◆ ENTRIES PROVIDED ◆
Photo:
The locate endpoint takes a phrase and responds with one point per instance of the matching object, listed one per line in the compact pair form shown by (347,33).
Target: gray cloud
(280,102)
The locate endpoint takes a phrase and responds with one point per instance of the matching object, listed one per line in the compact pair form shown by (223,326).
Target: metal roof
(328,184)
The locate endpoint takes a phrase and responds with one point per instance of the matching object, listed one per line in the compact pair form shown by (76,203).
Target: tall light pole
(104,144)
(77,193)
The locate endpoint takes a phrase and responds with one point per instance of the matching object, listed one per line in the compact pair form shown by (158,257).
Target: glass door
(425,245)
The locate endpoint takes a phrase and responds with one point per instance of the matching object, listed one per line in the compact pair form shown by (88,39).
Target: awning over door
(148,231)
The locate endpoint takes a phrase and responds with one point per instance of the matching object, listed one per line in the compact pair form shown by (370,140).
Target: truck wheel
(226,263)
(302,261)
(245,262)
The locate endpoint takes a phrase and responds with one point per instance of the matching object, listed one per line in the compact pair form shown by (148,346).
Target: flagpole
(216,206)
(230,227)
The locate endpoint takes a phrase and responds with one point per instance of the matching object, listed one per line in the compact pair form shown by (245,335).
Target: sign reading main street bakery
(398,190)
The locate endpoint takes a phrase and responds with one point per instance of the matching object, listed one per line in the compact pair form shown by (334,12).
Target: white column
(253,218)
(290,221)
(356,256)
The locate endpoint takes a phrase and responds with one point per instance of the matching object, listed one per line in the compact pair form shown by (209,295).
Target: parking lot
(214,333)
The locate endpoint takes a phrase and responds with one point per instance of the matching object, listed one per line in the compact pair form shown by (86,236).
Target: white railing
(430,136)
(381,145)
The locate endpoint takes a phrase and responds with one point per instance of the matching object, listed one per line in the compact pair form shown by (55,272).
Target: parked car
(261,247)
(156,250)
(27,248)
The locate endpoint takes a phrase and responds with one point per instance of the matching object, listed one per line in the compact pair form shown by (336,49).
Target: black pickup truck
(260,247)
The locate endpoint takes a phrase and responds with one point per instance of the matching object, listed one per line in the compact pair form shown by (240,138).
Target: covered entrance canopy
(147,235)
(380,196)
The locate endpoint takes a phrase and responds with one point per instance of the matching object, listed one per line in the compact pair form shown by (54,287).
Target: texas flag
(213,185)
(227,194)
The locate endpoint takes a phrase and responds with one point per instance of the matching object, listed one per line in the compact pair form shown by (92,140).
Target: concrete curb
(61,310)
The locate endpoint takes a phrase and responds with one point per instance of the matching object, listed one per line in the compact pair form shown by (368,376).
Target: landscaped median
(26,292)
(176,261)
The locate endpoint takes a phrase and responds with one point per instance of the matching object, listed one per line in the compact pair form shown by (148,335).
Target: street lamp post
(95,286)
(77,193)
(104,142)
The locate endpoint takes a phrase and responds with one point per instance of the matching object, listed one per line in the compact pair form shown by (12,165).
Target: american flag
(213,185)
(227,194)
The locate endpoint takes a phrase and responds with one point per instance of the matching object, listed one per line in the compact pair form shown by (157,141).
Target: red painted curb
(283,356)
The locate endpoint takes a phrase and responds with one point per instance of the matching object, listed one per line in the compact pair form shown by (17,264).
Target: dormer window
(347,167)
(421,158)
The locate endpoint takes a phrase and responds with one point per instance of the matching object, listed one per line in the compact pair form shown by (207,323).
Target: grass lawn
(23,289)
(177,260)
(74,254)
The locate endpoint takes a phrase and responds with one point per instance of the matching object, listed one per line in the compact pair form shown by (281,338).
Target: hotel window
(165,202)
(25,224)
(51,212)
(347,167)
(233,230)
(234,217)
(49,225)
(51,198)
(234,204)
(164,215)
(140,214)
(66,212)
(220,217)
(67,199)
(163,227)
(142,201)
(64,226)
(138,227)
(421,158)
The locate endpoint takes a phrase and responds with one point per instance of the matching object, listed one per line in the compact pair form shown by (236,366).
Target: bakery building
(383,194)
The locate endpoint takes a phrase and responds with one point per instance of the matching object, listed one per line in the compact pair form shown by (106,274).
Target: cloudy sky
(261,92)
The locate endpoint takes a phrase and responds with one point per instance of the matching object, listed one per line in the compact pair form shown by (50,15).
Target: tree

◆ AIM ◆
Can you write out all of the material above again, changing every "endpoint" to "service" and leaving the rest untouched?

◆ ANSWER TO THE TASK ◆
Photo:
The locate service takes a phrase and responds with one point per instance of the matching object, listed one per line in the compact pair form shown by (347,33).
Target: gray cloud
(280,102)
The locate service takes a phrase and responds with one point per instance of the matching object, listed one per line in the compact pair form shown by (223,326).
Target: metal roof
(328,184)
The locate service takes a phrase and responds with one point per instance of the matching object, listed one per line in the compact pair form shown by (76,203).
Target: tall light pole
(104,144)
(77,193)
The locate service takes a phrase and responds with one point per instance of the matching object, listed one per line in the compact pair form shown by (158,257).
Target: glass door
(425,245)
The locate service takes a phrase and responds with one point per instance of the matching object, listed one per line in the compact pair form shown by (88,39).
Target: awning over door
(148,231)
The locate service takes a phrase and responds with one point per instance of the matching object, listed one per line in the compact pair form shown by (370,140).
Target: truck wheel
(226,263)
(302,261)
(245,262)
The locate service takes a phrase and responds with one point per instance of the matching object, listed one per line in the compact pair form shown by (148,346).
Target: flagpole
(216,206)
(230,227)
The locate service takes a phrase and responds with one point per instance of the matching object, listed one per line in the compact pair form shown by (245,335).
Target: sign reading main street bakery
(398,190)
The locate service takes a phrase and responds with one point per instance of the matching object, listed one per line in the compact pair form shown by (334,12).
Target: white column
(253,218)
(290,221)
(356,256)
The locate service takes a phrase and responds with one point per instance of the matching object, listed one per line in the compact pair form shown by (209,295).
Target: parking lot
(214,333)
The locate service takes a phrase and responds with one point per instance of the matching object, listed one per line in the compact pair form shown by (86,236).
Target: white railing
(430,136)
(381,145)
The locate service takes a phrase and responds with one point per instance of the matching object, listed one per line in the compact pair form shown by (55,272).
Target: parked car
(261,247)
(156,250)
(27,248)
The locate service takes a phrase and responds with one point per instance of the matching object, listed one per line in the compact pair form shown by (336,49).
Target: black pickup truck
(260,247)
The locate service takes a phrase and responds with one point per instance of the matching object, listed one per line in the compact pair form shown by (240,138).
Target: covered entrance canopy
(147,235)
(380,196)
The locate service takes a phrase and responds with one point per instance of the matching object, listed one per line in the compact pair form shown by (54,287).
Target: texas flag
(213,185)
(227,194)
The locate service takes a phrase and responds with one point per instance of the matching object, listed one per line in the compact pair form shown by (92,140).
Target: concrete curb
(61,310)
The locate service takes a phrase and responds with one point per instance of the matching object, listed one per line in the compact pair form shown by (368,376).
Target: landscaped median
(26,292)
(176,261)
The locate service takes a phrase and responds with one point per instance of the matching object, listed one per line in the compact pair form shown by (148,335).
Target: street lamp post
(95,286)
(77,193)
(104,142)
The locate service takes a phrase and responds with one point per instance of the matching object, listed one per line in the compact pair form shown by (12,165).
Target: american flag
(213,185)
(227,194)
The locate service takes a phrase and responds with one point per instance of the matching object, listed one per line in the compact pair form shown by (157,141).
Target: red painted curb
(283,356)
The locate service takes a phrase and responds with one point per instance of the matching object, listed one per line in the compact pair form shown by (17,264).
Target: dormer window
(347,167)
(421,158)
The locate service takes a phrase and responds with one point per instance of the matching object, listed one per line in the compact pair form shown by (207,323).
Target: grass lawn
(23,289)
(177,260)
(74,254)
The locate service takes a phrase and responds with one point per instance of the matching object, listed one per line in the compact pair form shown by (281,338).
Target: hotel window
(165,202)
(25,224)
(51,212)
(347,167)
(233,230)
(234,217)
(49,225)
(51,198)
(234,204)
(164,215)
(140,214)
(66,212)
(220,217)
(67,199)
(163,227)
(142,201)
(64,226)
(138,227)
(421,158)
The locate service takes a phrase and responds with one point per instance of the matching object, listed one per line in the compact pair form shown by (236,366).
Target: bakery building
(383,194)
The locate service takes a phrase and responds with one point per instance of the matching object, listed one per line in the compact pair form shown by (106,274).
Target: cloudy sky
(261,92)
The locate service takes a phrase and responds with one point per instance of the matching object, listed one per line in the compact pair form shown by (50,15).
Target: tree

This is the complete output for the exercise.